**To be done**
Rewrite the lines from the one containing "--target main road" to the one containing "Mark the region of every instance of the main" as a Markdown table with the columns Row and Line, numbering each row and leaving out any blank lines.

[start]

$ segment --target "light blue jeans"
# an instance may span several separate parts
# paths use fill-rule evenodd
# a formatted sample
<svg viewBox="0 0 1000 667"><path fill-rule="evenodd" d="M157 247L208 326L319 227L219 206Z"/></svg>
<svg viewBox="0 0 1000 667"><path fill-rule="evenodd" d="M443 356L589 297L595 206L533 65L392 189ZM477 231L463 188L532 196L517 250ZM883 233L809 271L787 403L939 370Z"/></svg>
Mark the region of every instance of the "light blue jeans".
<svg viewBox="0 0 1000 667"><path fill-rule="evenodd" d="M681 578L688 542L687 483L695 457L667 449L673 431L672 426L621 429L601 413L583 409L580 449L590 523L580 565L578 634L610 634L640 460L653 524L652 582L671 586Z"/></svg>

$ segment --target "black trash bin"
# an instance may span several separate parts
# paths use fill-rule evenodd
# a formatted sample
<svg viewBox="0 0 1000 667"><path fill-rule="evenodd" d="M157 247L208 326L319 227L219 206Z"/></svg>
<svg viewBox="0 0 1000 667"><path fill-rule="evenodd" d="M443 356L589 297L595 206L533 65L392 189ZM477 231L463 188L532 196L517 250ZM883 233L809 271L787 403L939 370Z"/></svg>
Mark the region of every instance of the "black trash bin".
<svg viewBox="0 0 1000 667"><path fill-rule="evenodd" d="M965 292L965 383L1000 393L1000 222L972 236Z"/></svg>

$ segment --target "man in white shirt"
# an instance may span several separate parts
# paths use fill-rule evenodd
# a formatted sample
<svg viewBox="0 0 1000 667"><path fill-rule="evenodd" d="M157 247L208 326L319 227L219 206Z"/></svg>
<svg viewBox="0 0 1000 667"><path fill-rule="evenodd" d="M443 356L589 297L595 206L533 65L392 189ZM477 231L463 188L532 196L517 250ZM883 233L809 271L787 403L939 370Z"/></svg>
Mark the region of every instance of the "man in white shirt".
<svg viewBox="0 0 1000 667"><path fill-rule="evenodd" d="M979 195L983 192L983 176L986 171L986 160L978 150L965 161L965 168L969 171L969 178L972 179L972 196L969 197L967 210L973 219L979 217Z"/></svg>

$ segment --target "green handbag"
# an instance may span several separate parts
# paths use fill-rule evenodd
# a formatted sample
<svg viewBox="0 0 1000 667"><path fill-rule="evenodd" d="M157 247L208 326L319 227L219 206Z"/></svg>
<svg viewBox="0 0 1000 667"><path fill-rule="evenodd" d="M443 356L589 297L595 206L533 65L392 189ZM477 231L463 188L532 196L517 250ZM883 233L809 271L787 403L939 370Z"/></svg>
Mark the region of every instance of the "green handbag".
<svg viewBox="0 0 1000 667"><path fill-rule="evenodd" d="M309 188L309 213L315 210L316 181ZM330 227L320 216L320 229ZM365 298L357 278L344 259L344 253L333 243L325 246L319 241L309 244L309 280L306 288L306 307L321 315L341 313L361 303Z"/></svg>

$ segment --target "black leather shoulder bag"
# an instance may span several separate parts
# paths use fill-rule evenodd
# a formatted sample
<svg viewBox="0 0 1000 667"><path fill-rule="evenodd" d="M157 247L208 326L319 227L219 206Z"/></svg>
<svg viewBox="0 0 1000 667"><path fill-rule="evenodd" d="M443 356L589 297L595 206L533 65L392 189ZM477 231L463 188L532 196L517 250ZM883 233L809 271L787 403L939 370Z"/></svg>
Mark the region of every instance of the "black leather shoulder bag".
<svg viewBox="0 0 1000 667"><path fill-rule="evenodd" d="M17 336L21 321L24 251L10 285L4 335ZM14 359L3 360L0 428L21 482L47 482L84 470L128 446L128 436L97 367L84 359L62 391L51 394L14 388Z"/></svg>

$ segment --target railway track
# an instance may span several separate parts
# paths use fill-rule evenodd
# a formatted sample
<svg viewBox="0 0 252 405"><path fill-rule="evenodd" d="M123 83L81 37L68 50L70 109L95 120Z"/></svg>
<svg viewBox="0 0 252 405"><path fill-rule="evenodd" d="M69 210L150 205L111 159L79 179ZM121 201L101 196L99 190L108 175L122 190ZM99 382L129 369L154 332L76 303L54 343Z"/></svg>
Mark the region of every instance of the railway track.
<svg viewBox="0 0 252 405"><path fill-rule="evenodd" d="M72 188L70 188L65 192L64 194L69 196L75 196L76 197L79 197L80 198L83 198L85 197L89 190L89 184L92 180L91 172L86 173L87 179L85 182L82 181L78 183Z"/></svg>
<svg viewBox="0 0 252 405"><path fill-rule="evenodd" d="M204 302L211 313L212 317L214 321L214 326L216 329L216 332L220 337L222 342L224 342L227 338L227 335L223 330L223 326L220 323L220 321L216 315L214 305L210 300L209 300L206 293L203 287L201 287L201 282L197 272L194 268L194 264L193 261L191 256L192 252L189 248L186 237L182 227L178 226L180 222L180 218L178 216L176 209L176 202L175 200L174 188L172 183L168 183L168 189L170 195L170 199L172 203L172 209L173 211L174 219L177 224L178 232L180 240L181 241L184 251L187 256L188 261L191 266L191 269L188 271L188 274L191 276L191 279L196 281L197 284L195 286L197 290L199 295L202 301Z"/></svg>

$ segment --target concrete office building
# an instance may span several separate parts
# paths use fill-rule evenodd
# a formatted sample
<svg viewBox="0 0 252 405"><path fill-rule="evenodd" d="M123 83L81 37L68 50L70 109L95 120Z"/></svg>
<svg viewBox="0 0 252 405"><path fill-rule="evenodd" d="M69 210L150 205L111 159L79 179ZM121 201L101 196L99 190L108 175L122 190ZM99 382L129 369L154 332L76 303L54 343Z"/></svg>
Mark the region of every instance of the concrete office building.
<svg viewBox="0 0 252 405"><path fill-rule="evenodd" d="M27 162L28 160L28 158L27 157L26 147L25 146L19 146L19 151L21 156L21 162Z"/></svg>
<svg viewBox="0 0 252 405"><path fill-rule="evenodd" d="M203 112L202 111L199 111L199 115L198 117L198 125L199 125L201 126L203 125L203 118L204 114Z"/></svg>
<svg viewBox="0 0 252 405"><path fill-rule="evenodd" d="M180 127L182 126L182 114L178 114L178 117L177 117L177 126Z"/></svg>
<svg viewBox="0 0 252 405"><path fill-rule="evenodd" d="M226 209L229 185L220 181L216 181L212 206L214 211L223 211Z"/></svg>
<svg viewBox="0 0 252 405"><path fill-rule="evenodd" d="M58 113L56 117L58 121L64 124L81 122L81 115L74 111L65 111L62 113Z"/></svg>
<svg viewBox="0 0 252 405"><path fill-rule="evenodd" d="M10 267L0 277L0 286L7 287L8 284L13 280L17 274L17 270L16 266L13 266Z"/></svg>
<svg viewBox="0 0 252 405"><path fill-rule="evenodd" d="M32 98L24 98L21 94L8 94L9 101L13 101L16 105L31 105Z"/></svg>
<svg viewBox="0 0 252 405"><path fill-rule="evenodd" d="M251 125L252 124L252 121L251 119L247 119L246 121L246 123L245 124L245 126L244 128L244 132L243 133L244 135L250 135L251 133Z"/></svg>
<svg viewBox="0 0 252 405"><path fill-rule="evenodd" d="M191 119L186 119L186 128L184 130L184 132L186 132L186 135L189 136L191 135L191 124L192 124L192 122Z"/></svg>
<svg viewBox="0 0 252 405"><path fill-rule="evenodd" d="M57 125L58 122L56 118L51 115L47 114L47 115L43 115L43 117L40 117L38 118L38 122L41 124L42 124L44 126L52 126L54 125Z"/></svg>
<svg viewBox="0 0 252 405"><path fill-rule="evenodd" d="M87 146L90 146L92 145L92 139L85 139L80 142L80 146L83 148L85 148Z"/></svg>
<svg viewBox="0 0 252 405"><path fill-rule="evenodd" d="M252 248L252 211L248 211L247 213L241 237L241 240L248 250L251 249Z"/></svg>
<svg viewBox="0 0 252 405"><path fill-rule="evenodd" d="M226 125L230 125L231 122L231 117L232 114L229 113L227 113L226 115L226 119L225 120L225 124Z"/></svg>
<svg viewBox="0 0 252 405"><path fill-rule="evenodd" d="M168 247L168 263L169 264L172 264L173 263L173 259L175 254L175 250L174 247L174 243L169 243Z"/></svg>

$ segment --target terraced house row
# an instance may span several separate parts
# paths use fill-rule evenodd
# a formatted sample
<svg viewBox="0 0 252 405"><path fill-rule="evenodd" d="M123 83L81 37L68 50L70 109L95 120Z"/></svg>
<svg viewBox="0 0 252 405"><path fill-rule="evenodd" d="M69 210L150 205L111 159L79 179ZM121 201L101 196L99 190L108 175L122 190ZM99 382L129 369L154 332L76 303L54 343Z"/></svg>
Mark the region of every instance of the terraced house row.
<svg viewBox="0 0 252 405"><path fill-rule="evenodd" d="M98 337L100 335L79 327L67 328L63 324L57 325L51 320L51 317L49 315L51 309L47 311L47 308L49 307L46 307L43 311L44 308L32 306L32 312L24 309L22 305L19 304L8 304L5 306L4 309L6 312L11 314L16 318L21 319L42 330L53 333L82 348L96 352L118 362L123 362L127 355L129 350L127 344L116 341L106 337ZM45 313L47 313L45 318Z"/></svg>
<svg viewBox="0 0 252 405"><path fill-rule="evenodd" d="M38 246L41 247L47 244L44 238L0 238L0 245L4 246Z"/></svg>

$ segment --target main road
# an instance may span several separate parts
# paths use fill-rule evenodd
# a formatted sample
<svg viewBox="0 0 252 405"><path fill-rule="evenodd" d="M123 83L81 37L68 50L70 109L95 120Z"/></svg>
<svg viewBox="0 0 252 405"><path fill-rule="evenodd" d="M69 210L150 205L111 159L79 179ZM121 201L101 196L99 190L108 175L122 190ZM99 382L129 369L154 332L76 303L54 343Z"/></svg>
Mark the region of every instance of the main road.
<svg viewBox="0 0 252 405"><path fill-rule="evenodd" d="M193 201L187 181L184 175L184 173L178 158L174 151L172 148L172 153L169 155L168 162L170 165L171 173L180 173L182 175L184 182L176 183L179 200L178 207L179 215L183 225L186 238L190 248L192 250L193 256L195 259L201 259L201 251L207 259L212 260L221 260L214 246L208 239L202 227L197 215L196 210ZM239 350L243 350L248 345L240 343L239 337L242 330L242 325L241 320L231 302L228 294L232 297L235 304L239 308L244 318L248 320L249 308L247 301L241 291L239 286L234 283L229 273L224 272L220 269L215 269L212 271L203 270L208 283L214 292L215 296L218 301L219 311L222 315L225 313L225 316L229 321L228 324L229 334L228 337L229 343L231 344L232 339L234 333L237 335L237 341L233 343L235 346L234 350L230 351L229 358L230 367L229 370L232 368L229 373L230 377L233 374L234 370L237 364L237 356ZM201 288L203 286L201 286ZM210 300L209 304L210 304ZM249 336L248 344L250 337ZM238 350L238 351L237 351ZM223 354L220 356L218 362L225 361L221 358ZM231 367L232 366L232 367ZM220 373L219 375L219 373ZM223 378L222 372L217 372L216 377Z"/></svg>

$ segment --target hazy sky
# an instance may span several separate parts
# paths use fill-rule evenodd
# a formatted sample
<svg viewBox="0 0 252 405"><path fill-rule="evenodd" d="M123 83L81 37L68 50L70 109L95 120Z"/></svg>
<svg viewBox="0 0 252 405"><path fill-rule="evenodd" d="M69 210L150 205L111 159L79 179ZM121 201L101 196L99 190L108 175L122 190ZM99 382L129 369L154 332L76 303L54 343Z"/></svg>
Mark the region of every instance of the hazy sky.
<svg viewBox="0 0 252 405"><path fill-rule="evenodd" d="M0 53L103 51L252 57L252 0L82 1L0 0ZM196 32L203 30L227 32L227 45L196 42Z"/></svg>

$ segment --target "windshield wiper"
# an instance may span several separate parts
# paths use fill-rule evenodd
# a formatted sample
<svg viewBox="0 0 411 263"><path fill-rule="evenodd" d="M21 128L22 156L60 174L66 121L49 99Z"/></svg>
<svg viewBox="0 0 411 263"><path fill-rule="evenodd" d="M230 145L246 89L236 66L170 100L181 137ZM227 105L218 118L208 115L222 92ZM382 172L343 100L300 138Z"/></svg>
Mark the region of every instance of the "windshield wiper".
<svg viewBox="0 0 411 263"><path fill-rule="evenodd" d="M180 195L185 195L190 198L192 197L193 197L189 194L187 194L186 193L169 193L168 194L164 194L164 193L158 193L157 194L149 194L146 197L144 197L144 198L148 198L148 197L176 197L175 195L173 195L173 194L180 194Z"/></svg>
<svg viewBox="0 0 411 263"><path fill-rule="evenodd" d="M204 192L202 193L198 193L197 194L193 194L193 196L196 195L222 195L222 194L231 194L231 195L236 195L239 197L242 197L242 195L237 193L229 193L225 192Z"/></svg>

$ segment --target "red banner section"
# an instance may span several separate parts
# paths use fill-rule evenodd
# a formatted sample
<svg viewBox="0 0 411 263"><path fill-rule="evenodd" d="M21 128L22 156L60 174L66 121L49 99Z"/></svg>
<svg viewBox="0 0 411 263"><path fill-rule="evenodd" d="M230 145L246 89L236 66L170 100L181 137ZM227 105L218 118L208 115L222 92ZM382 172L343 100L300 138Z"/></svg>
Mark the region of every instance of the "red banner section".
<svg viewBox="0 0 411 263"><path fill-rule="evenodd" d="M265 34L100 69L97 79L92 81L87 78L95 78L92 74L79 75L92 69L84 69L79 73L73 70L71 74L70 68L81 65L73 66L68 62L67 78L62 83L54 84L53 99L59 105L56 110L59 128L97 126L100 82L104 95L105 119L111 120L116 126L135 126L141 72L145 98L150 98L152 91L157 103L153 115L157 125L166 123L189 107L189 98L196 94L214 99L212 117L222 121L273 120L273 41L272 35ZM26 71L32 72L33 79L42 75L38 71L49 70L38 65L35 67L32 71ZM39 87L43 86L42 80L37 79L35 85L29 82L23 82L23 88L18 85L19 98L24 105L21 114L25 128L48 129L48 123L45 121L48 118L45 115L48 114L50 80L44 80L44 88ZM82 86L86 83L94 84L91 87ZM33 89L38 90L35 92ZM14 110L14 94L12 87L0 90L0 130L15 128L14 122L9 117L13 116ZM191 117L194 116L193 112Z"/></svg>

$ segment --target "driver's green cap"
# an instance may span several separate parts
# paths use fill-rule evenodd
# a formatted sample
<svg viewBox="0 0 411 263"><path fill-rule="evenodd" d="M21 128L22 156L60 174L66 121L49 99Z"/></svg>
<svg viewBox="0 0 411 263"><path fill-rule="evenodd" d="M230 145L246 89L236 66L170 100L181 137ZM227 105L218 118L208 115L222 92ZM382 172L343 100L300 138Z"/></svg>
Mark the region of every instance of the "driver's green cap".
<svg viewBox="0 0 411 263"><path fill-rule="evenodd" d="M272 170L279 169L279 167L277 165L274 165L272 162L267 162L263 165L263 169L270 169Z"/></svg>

[end]

**Correct result**
| Row | Line |
|---|---|
| 1 | $ segment --target main road |
| 2 | # an instance may span several separate parts |
| 3 | # paths use fill-rule evenodd |
| 4 | # a formatted sample |
| 5 | <svg viewBox="0 0 252 405"><path fill-rule="evenodd" d="M123 83L81 37L68 50L70 109L95 120Z"/></svg> |
| 6 | <svg viewBox="0 0 252 405"><path fill-rule="evenodd" d="M69 210L150 205L111 159L79 179ZM121 201L101 196L99 190L108 175L122 190ZM99 382L129 369L154 332L76 303L54 343Z"/></svg> |
| 7 | Mark the region of every instance of the main road. |